##### MATERIAL PROVIDED
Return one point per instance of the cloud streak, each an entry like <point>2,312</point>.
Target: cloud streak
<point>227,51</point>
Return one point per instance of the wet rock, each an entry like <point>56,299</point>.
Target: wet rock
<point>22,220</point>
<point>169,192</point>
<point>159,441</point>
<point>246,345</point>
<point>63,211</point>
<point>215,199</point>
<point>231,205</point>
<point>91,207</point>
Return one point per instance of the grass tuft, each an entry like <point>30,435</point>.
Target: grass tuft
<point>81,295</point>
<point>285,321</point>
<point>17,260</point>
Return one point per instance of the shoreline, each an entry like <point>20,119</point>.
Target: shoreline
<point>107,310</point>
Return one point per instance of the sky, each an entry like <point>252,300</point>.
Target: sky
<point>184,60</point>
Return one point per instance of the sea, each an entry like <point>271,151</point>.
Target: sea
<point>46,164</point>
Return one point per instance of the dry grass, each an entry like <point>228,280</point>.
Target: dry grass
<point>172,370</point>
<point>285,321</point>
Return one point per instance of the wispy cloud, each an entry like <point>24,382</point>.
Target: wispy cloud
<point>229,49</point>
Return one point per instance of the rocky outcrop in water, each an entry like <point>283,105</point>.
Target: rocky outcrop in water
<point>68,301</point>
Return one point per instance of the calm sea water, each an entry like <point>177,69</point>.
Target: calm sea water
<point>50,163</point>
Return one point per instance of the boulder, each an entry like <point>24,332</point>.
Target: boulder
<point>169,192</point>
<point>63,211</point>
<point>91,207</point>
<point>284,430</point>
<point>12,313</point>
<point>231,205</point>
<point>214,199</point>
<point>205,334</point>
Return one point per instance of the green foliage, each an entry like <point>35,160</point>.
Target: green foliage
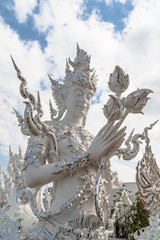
<point>139,216</point>
<point>132,217</point>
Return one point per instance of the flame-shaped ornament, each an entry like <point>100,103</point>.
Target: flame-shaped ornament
<point>118,80</point>
<point>136,100</point>
<point>113,109</point>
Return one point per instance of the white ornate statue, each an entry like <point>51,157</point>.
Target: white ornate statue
<point>148,182</point>
<point>67,171</point>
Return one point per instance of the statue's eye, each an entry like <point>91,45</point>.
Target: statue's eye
<point>89,96</point>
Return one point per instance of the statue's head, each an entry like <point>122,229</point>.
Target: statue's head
<point>78,86</point>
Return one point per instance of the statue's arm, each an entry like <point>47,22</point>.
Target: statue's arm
<point>38,173</point>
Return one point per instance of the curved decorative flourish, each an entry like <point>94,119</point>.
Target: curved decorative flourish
<point>118,81</point>
<point>113,109</point>
<point>136,100</point>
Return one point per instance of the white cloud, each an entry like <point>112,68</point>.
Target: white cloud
<point>24,8</point>
<point>109,2</point>
<point>137,50</point>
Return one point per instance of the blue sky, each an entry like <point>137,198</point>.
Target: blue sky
<point>40,35</point>
<point>115,13</point>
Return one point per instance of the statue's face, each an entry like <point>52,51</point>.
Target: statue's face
<point>78,100</point>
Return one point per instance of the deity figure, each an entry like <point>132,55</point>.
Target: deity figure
<point>68,164</point>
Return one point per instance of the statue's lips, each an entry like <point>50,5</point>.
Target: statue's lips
<point>82,107</point>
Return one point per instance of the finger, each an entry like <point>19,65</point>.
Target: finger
<point>104,129</point>
<point>107,129</point>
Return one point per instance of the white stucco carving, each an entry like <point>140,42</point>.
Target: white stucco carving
<point>64,180</point>
<point>148,182</point>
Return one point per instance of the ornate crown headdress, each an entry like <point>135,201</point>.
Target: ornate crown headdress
<point>80,74</point>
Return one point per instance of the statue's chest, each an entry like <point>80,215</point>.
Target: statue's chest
<point>72,140</point>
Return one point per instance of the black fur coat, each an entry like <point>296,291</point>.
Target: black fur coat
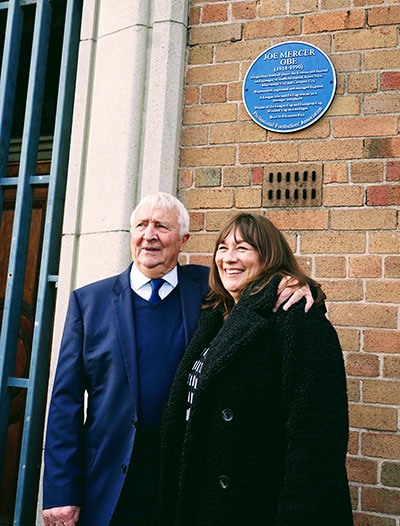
<point>266,440</point>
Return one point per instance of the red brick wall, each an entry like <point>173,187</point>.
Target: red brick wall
<point>351,243</point>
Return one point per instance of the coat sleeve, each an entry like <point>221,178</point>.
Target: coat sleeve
<point>314,487</point>
<point>63,448</point>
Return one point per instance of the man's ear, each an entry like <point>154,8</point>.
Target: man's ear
<point>184,240</point>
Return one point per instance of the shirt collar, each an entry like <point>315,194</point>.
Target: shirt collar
<point>138,279</point>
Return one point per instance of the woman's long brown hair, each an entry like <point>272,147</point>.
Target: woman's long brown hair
<point>275,255</point>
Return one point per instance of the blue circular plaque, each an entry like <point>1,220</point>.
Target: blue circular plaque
<point>289,86</point>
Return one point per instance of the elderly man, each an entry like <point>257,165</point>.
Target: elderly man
<point>123,339</point>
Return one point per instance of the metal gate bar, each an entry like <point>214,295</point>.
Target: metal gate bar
<point>36,384</point>
<point>37,387</point>
<point>22,214</point>
<point>8,83</point>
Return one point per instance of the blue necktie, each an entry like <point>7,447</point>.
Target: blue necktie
<point>155,287</point>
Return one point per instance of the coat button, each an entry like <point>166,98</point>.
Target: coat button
<point>227,415</point>
<point>224,481</point>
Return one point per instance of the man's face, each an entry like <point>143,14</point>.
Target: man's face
<point>156,240</point>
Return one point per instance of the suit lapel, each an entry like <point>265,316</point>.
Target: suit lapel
<point>190,293</point>
<point>124,320</point>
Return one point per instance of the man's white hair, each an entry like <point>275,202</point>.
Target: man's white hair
<point>165,201</point>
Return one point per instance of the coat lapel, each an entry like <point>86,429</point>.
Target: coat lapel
<point>124,321</point>
<point>250,321</point>
<point>190,293</point>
##########
**GIVEN INSTRUCTION**
Retype every one of the source records above exactly as they appear, but leave the pictures out.

**SOLUTION TO THIS TASK**
Return one point per instance of the cloud streak, each an entry like <point>2,312</point>.
Target: cloud streak
<point>227,51</point>
Return one point per instance of the wet rock, each an entry like <point>56,299</point>.
Target: wet rock
<point>22,220</point>
<point>169,192</point>
<point>159,441</point>
<point>246,345</point>
<point>63,211</point>
<point>215,199</point>
<point>231,205</point>
<point>91,207</point>
Return one point per instance of the grass tuft, each an entry like <point>30,435</point>.
Target: grass tuft
<point>81,295</point>
<point>285,321</point>
<point>17,260</point>
Return one point per instance of the shoreline, each an entry like <point>20,119</point>.
Target: shoreline
<point>107,310</point>
Return one point per instance of the sky, each an entry like <point>252,300</point>.
Target: sky
<point>184,60</point>
Return one point per instance of the sea, each an entry like <point>271,151</point>.
Target: sea
<point>46,164</point>
Return one point per instance of the dry grass, each an entry like <point>228,280</point>.
Target: dry grass
<point>172,370</point>
<point>285,321</point>
Return one point per instance of the wispy cloud, each an entry like <point>24,382</point>.
Target: wispy cloud
<point>229,49</point>
Return one point per instance of the rocky outcrop in water, each an entry like <point>283,105</point>.
Target: rocky outcrop in water
<point>68,301</point>
Return one point per instance of the calm sea water, each an entry like <point>177,69</point>.
Target: calm sea water
<point>50,163</point>
Return one point per instance of the boulder, each an entry like <point>24,332</point>.
Target: boulder
<point>169,192</point>
<point>63,211</point>
<point>91,207</point>
<point>284,430</point>
<point>12,313</point>
<point>231,205</point>
<point>214,199</point>
<point>205,334</point>
Return one point per instance of the green foliage, each an entry like <point>35,160</point>.
Target: green foliage
<point>139,216</point>
<point>132,217</point>
Return one point per instance of the flame-shaped ornament, each an entry like <point>100,103</point>.
Target: flame-shaped ornament
<point>118,80</point>
<point>136,100</point>
<point>113,109</point>
Return one point per instance of the white ornate statue, each an entry like <point>51,157</point>.
Target: white ornate statue
<point>148,182</point>
<point>67,171</point>
Return one point per instance of the statue's eye, each an entry like <point>91,45</point>.
Target: statue's eye
<point>89,96</point>
Return one point per instance of the statue's head, each an entry like <point>122,229</point>.
Target: statue's head
<point>78,86</point>
Return one point per instance of the statue's arm, each an entry like <point>47,22</point>.
Target: statue's arm
<point>38,173</point>
Return one point per instance of the curved decorative flourish, each an entry like <point>94,119</point>.
Target: curved decorative flourish
<point>118,81</point>
<point>113,109</point>
<point>136,100</point>
Return one point per instance of the white cloud, each an entry like <point>112,68</point>.
Target: white cloud
<point>24,8</point>
<point>109,2</point>
<point>137,50</point>
Return one point per instance of the blue sky, each an entry like <point>137,198</point>.
Target: blue sky
<point>40,35</point>
<point>115,13</point>
Return one point per instance of the statue's face, each an entry like <point>52,51</point>.
Target: statue's face
<point>78,100</point>
Return one point per instance of the deity figure, each an entry like <point>132,55</point>.
Target: deity figure
<point>68,164</point>
Return one point per instance of the statue's lips, each an entry like <point>50,5</point>.
Target: statue's lips
<point>82,107</point>
Return one point per instance of the finger, each an entry like <point>19,65</point>.
Target: finger
<point>104,129</point>
<point>107,129</point>
Return one point per instance of the white stucco carving, each an entry like <point>140,42</point>.
Target: white stucco carving
<point>64,180</point>
<point>148,182</point>
Return one point per instance of the ornate crown headdress, each an entry like <point>135,201</point>.
Target: ornate crown headdress
<point>80,74</point>
Return one point per instance of the statue's chest, each an entry like <point>80,215</point>.
Target: statue's chest
<point>72,140</point>
Return one point per instance of the black fur coat, each an entry like <point>296,291</point>.
Target: black fur coat
<point>266,440</point>
Return one point per instance of the red brick wall, each an entry like <point>173,187</point>.
Target: red brick wall
<point>351,243</point>
Return one point per instance of the coat sleeve, each an entry like <point>221,178</point>.
Target: coat sleeve
<point>314,487</point>
<point>63,448</point>
Return one point per instance of the man's ear, each an entry like <point>154,8</point>.
Target: man's ear
<point>184,240</point>
Return one point per instance of the shirt collar, each an entry like <point>315,194</point>.
Target: shirt collar
<point>138,279</point>
Return one point per instance of the woman's long brown hair, each an entry like <point>272,147</point>.
Target: woman's long brown hair
<point>275,255</point>
Return one point per instance of the blue circular plaque, each an entry like <point>1,220</point>.
Target: blue circular plaque
<point>289,86</point>
Return one point per instance of the elderly man, each an entry like <point>257,165</point>.
Target: elderly man
<point>123,339</point>
Return one point per instance of the metal gate bar, each an entry like <point>214,295</point>.
Target: metal gate bar
<point>36,384</point>
<point>37,387</point>
<point>22,214</point>
<point>8,83</point>
Return one point per instance of the blue necktie, each an entry like <point>7,447</point>.
Target: blue necktie
<point>155,287</point>
Return one point per instance of the coat button, each an entry like <point>166,98</point>.
Target: coat button
<point>227,415</point>
<point>224,481</point>
Return one point per instance of the man's face, each an entry like <point>143,14</point>.
Target: man's face
<point>156,240</point>
Return one point per instance of the suit lapel, each an entry like <point>265,316</point>.
Target: suit lapel
<point>190,293</point>
<point>124,320</point>
Return one point per instance of the man's white hair, each an entry like <point>275,202</point>.
Target: man's white hair
<point>165,201</point>
Return one point per instance of the coat lapel, each an entry like <point>86,429</point>.
Target: coat lapel
<point>124,321</point>
<point>250,321</point>
<point>190,293</point>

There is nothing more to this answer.